- GIVEN PASSAGE -
◆ ◆ ◆ ◆ ◆ ◆ ◆

A Compiler for C89
C, the greatest programming language of all time. This might be a controversial statement, but hear me out. C might not be “memory-safe.” It might not have the most readable syntax. It is too minimal for most intents and purposes. It might be too close to the hardware for most programmers to understand. But C has more influence on the world of programming than any other programmer language in existence. Down to the lowest level, almost everything depends, in one way or another, at least in some part, on C. Be it a library dependency loaded at runtime or as part of the OS’s system call interface, or even a language’s runtime, C is almost certainly present in any system you can imagine.
Whether C is the best programming language is another question altogether, and I doubt that question is answerable.
So as a token of appreciation of C’s greatness, I have decided to write a C compiler.
The Constraints
Before I begin to program, I want to be clear about this project’s goals. I, like many programmer’s before them, have suffered from the “start a project and don’t finish it” maladie. Setting up more realistic goals is the first step toward achieving them. So let me set some goalposts:
- My compiler will attempt to conform to the C89/C90 standard.

◆ ◆ ◆ ◆ ◆ ◆ ◆

- THINGS TO DO -
**1)** Could you repeat, word for word, the stretch of the passage about writing a C compiler from "So as a token" through "the C89/C90 standard."?
**2)** Can you carry on the passage about writing a C compiler from the point where it stops?

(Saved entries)

◆ ◆ ◆ ◆ ◆ ◆ ◆

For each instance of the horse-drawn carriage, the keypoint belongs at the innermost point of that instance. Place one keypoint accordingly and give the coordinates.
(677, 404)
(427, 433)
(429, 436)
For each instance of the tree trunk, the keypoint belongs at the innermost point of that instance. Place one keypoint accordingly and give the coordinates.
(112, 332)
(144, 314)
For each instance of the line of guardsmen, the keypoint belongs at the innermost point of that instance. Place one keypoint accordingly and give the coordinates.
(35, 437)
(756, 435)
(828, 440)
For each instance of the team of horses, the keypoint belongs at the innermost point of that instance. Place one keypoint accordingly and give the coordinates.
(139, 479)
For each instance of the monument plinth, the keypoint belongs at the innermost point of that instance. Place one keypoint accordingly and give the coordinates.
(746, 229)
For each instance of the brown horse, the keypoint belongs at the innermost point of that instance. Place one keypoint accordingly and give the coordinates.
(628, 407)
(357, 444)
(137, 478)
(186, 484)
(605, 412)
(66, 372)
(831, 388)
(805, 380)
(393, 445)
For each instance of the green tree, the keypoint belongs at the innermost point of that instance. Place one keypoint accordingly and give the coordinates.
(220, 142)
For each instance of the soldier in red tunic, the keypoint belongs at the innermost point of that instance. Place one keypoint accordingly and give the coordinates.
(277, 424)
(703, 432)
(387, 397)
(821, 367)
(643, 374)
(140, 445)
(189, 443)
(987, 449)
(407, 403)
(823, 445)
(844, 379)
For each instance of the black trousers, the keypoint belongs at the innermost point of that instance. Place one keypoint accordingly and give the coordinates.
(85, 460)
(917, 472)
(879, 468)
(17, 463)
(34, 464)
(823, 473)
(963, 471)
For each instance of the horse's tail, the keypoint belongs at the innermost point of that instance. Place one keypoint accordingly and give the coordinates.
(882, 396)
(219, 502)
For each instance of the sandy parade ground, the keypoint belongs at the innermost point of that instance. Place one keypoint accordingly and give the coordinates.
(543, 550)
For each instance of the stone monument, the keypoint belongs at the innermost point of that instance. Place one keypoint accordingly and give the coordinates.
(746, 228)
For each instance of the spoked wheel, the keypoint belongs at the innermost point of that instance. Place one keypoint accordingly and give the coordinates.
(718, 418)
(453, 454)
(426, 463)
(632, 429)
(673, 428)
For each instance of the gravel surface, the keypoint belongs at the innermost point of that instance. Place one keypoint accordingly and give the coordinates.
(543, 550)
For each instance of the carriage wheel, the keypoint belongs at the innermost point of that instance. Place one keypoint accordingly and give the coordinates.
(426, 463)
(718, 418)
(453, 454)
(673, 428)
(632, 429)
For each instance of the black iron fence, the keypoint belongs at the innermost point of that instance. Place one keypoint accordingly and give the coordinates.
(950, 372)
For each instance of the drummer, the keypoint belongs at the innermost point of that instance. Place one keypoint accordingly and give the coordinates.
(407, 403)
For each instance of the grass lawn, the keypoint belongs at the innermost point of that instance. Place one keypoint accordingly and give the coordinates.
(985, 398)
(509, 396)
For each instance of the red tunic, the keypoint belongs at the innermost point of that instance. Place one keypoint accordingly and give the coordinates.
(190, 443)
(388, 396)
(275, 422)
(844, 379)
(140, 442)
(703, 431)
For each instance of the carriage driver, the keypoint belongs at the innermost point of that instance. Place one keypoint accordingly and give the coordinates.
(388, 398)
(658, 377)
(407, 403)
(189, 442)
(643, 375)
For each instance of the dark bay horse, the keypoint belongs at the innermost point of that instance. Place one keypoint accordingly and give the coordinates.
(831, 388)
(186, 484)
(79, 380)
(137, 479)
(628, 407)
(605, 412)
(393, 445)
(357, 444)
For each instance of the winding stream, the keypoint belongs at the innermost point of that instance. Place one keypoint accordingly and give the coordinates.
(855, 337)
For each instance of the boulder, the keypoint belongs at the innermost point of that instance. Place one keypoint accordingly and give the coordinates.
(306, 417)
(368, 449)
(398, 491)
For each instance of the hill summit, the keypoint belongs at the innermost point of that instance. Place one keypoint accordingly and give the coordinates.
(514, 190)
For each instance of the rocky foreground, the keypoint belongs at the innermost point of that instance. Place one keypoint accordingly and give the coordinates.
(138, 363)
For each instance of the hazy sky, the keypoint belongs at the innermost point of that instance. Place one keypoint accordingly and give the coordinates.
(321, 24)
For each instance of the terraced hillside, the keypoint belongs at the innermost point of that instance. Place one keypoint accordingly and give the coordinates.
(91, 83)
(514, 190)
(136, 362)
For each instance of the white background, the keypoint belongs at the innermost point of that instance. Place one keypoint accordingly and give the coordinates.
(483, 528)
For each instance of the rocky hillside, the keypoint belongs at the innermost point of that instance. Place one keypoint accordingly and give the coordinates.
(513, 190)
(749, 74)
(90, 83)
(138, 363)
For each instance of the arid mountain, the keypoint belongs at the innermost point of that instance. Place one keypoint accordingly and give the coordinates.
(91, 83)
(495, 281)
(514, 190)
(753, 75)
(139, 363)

◆ ◆ ◆ ◆ ◆ ◆ ◆

- TASK RESPONSES -
**1)**
So as a token of appreciation of C’s greatness, I have decided to write a C compiler.
The Constraints
Before I begin to program, I want to be clear about this project’s goals. I, like many programmer’s before them, have suffered from the “start a project and don’t finish it” maladie. Setting up more realistic goals is the first step toward achieving them. So let me set some goalposts:
- My compiler will attempt to conform to the C89/C90 standard.

**2)**
- The compiler shall target only a single-threaded x86_64 architecture and work ONLY with the ELF binary format.
- The compiler will not focus on creating a performant compiler, but rather a modular one. Each stage of the compilation process should be its own program.
- Code optimization is not a main goal of this project. Correctness is a priority.
- The C standard library shall be implemented, in the simplest, most minimal way I can find.
- Error messages should be minimalistic, this compiler is not meant to be used for production purposes, only for educational ones.
This seems reasonable. Time to code!